Set of tasks ::
**A.** In the excerpt on reused unique Names, where were the listed GHC issues first observed?
**B.** From the excerpt on reused unique Names, write out the text that begins at "This is pretty" and stops after "amount of work.", switching "substantial" to "considerable".

While reusing unique Names is convenient, it does have a downside. In
particular, GHC can sometimes get confused when the same unique Name is reused
in distinct type variable scopes. In the best case, this can lead to confusing
type errors, but in the worst case, it can cause GHC to panic, as seen in the
following issues (all of which were first observed in singletons-th):

* https://gitlab.haskell.org/ghc/ghc/-/issues/11812
* https://gitlab.haskell.org/ghc/ghc/-/issues/17537
* https://gitlab.haskell.org/ghc/ghc/-/issues/19743

This is pretty terrible. Arguably, we are abusing Template Haskell here, since
GHC likely assumes the invariant that each unique Name only has a single
binding site. On the other hand, rearchitecting singletons-th to uphold this
invariant would require a substantial amount of work.

Available data ::
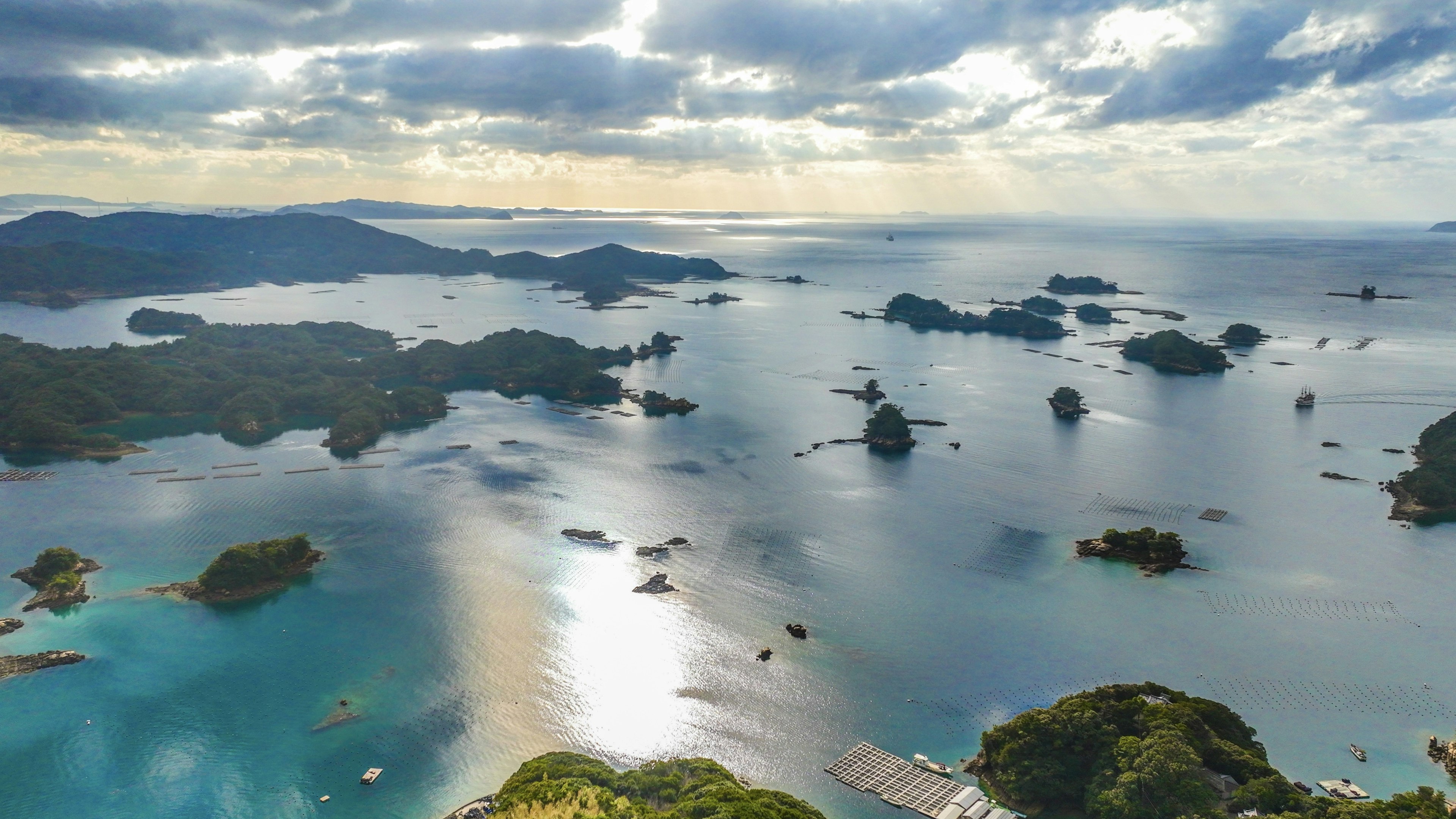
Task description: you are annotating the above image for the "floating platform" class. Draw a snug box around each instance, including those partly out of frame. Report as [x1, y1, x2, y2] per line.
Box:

Expected answers ::
**A.** singletons-th

**B.**
This is pretty terrible. Arguably, we are abusing Template Haskell here, since
GHC likely assumes the invariant that each unique Name only has a single
binding site. On the other hand, rearchitecting singletons-th to uphold this
invariant would require a considerable amount of work.